## What to do
Locate each line in the items below that contains the word "green", and copy those lines out.

## Data provided
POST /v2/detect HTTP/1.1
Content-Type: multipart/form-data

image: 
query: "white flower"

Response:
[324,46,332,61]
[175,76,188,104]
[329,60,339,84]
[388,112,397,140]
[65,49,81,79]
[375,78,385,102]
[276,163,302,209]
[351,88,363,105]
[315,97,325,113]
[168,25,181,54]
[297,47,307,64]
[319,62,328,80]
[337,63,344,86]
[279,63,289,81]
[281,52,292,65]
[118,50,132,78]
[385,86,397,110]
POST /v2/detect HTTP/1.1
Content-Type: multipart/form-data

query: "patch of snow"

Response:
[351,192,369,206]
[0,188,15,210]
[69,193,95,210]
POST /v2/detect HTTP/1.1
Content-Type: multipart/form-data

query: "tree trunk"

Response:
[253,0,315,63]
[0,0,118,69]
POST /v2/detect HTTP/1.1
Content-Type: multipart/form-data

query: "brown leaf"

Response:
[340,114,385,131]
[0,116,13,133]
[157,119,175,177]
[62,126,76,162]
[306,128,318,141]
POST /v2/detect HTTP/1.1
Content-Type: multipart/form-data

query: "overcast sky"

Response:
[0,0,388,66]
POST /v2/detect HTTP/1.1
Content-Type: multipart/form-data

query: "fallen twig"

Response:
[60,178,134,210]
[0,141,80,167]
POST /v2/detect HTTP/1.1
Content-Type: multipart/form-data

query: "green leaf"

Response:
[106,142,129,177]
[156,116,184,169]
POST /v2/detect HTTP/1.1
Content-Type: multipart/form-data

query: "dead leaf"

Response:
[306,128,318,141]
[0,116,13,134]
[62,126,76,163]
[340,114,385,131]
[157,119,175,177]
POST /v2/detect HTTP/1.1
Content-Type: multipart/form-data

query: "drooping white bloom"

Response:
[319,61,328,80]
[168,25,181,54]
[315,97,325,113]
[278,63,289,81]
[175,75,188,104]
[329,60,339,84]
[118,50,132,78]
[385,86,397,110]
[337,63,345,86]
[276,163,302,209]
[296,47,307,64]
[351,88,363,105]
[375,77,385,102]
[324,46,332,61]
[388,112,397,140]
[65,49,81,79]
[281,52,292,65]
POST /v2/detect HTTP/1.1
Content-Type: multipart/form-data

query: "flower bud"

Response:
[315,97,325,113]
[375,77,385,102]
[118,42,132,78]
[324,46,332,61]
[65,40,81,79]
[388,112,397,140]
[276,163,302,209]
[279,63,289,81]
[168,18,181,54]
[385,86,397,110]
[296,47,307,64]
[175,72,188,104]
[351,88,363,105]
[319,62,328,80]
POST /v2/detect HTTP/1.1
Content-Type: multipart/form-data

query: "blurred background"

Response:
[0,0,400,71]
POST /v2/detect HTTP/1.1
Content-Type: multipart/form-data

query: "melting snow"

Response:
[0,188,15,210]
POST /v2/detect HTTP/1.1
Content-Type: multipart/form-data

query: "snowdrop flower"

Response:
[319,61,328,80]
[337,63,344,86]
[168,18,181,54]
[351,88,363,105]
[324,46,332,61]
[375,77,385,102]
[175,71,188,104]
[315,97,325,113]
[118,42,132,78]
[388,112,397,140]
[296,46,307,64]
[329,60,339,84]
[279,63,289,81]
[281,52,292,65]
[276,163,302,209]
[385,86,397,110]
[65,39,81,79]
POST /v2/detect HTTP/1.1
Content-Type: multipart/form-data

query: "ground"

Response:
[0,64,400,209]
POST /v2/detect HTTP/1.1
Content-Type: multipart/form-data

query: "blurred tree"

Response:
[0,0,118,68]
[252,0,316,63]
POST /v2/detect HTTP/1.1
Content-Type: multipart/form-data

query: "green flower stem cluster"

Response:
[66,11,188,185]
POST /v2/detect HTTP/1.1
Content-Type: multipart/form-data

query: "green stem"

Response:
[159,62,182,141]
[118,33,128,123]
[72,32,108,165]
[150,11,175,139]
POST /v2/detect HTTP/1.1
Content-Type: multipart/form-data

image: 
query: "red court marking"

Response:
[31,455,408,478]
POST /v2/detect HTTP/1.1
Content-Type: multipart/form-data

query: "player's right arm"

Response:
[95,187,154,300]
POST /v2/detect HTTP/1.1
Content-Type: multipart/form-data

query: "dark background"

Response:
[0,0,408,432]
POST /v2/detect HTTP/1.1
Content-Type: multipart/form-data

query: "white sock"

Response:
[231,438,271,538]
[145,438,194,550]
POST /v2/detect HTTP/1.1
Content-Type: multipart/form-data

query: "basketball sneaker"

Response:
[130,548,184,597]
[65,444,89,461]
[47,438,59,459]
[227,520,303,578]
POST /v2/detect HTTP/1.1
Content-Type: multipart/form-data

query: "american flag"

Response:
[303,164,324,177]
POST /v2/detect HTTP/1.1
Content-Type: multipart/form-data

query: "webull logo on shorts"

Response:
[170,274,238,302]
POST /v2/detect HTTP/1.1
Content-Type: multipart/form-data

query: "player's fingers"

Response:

## Exercise response
query: "green leaf"
query: "green flower stem cluster"
query: "green stem"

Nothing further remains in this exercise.